• _Task to complete_:
Read the listing below and copy out every line that holds "covered".

• _Task input_:
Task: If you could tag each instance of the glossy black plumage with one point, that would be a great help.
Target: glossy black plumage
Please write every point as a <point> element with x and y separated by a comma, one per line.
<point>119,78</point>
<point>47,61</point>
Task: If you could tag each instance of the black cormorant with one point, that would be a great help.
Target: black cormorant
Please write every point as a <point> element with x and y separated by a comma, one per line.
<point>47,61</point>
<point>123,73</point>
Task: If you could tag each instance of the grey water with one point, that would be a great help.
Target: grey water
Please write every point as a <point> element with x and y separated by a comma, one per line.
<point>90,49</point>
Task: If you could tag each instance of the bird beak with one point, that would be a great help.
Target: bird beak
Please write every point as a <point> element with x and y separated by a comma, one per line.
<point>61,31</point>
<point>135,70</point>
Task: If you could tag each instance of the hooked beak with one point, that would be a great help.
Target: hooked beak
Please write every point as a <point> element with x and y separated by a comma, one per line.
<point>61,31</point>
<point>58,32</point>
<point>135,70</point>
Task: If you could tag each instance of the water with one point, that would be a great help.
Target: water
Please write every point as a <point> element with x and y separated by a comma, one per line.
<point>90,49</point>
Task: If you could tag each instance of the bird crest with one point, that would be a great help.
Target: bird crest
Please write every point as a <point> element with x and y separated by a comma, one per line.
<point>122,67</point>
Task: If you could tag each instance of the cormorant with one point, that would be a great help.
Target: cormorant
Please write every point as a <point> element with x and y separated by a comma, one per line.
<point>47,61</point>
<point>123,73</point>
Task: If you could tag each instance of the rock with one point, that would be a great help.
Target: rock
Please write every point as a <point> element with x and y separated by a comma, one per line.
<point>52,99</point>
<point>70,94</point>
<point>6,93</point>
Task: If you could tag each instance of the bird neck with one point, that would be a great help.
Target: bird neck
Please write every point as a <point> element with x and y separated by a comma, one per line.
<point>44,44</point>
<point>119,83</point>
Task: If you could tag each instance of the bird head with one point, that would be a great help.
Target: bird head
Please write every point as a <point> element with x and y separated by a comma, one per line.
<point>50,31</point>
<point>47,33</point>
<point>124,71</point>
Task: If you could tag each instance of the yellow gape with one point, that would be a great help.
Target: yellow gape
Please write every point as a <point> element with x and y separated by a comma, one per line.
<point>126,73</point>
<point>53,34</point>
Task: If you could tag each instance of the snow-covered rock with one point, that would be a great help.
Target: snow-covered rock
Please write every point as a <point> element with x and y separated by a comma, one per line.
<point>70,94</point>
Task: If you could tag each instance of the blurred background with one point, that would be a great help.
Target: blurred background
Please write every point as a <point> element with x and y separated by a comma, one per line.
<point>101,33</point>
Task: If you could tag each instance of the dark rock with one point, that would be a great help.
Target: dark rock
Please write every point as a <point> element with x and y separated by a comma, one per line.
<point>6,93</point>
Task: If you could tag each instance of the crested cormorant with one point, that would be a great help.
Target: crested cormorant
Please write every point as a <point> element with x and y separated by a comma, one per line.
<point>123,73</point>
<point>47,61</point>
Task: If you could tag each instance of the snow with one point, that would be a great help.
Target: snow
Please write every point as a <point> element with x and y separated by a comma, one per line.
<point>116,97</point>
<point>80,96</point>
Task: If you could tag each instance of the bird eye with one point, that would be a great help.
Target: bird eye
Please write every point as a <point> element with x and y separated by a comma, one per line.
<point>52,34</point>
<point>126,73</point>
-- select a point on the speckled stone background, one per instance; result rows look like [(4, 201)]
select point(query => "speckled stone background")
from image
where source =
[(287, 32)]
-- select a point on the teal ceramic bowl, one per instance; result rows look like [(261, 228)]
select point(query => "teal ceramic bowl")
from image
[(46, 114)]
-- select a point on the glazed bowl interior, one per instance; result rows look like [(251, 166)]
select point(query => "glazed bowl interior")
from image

• _Solution below_:
Task: If you could tag each instance of the snow-covered rock with one point, that would be a great help.
Target: snow-covered rock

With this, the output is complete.